** BEGIN Record excerpts **

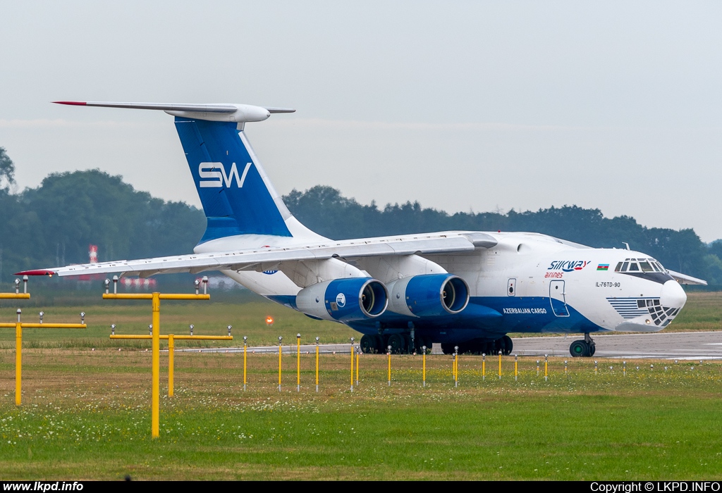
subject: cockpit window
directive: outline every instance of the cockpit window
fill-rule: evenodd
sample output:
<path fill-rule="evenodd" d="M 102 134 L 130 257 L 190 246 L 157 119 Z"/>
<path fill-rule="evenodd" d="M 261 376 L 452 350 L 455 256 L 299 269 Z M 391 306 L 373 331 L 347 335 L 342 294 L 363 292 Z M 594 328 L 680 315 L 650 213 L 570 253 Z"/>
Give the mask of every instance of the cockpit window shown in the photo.
<path fill-rule="evenodd" d="M 653 270 L 648 262 L 639 262 L 639 266 L 642 267 L 643 272 L 651 272 Z"/>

** END Record excerpts **

Exercise goal:
Update the records above by changing "cockpit window" to "windshield" everywhere it appears, with nothing else altered. Leave the pictures out.

Worked solution:
subject: windshield
directive: outline every instance of the windshield
fill-rule: evenodd
sample output:
<path fill-rule="evenodd" d="M 102 134 L 130 257 L 190 246 L 157 119 Z"/>
<path fill-rule="evenodd" d="M 261 376 L 452 350 L 455 256 L 299 269 Z M 391 306 L 373 331 L 347 335 L 342 294 L 363 292 Z M 594 328 L 680 315 L 650 213 L 570 253 Z"/>
Give the mask of every instance of the windshield shown in the photo.
<path fill-rule="evenodd" d="M 653 270 L 648 262 L 639 262 L 639 266 L 642 267 L 643 272 L 651 272 Z"/>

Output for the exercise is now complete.